■ **LISTED ENTRIES**:
________________________

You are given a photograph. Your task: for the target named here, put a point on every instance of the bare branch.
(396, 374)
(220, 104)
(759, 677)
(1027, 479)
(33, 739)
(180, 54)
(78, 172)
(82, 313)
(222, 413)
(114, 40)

________________________

■ **WORK ORDER**:
Print out an identical copy of the whole listing.

■ **SOLUTION TO THE PROBLEM**:
You are given a photograph. Your task: for the target named here, put a point on every instance of the bare branch.
(396, 374)
(220, 104)
(759, 677)
(1027, 479)
(33, 739)
(180, 54)
(78, 172)
(82, 313)
(222, 413)
(114, 40)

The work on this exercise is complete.